** START OF DATA ROWS **

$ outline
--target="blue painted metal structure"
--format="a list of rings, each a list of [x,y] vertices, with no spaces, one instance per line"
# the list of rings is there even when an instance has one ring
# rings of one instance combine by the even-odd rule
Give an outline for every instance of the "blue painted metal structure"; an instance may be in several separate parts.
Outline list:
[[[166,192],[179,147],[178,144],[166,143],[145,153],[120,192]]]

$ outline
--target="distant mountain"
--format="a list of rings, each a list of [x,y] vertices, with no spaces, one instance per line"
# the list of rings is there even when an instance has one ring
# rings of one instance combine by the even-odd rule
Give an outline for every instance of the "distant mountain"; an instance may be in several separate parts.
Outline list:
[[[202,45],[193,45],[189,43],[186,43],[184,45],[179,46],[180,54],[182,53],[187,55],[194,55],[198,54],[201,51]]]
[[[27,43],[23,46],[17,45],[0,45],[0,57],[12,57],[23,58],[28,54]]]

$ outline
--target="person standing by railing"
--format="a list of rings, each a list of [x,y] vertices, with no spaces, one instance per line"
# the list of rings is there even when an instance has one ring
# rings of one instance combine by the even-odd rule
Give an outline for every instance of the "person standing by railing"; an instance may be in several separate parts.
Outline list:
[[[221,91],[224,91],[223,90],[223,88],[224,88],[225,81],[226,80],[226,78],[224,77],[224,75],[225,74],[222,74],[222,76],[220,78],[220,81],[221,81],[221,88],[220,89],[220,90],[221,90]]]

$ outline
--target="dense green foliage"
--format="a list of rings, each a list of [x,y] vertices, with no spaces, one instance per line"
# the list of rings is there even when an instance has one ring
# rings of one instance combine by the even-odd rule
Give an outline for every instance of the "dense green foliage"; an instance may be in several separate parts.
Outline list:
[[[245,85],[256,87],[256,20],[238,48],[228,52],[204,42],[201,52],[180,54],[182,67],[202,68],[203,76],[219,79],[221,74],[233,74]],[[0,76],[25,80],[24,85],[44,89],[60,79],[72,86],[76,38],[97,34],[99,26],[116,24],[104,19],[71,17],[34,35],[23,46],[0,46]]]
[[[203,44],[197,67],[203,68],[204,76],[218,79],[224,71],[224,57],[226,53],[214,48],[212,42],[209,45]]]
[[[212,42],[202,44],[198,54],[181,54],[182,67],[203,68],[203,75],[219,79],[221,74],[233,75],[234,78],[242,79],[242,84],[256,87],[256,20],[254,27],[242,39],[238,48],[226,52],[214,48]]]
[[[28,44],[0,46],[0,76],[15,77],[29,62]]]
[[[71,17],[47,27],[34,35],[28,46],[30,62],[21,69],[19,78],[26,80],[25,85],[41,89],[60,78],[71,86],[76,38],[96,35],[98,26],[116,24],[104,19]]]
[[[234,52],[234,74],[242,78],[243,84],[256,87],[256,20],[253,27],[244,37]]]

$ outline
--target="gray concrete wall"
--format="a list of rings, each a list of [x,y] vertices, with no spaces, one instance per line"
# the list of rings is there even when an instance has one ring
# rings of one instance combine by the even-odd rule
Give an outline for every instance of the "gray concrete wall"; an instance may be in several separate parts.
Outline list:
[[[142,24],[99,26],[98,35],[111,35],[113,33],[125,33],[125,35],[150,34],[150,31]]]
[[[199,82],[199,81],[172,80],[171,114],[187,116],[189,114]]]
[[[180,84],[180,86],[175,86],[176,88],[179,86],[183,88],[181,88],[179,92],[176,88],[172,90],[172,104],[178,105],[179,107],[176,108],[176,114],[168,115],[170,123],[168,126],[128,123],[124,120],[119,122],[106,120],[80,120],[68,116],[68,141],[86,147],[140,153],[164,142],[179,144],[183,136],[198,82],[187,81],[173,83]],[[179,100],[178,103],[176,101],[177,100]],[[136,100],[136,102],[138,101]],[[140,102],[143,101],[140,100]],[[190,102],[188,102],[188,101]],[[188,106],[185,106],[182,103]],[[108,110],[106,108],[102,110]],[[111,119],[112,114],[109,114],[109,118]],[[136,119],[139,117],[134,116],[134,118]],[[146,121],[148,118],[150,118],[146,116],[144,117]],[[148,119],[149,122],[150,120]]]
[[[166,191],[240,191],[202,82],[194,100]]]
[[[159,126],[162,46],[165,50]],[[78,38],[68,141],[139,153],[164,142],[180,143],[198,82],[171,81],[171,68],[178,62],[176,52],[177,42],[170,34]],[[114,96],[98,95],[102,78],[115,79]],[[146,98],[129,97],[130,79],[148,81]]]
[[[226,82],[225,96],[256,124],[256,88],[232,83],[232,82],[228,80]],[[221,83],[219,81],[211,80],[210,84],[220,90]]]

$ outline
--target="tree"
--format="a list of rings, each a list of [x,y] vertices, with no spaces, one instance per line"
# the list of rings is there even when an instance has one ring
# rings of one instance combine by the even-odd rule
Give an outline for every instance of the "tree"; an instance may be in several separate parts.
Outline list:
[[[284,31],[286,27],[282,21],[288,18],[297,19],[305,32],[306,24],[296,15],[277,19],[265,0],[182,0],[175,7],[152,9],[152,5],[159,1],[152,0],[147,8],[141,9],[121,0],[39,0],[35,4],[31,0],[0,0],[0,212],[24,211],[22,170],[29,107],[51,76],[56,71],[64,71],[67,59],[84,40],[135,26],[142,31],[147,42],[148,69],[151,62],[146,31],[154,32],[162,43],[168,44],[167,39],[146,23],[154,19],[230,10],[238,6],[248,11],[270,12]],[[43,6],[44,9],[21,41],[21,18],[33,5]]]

** END OF DATA ROWS **

STATED EXERCISE
Find every line in the material above that contains the word "green" and copy each of those lines. Matching is case-sensitive.

WRITTEN ANSWER
--target="dense green foliage"
Give an outline for every instance of the "dense green foliage"; an instance may be in several separate parts.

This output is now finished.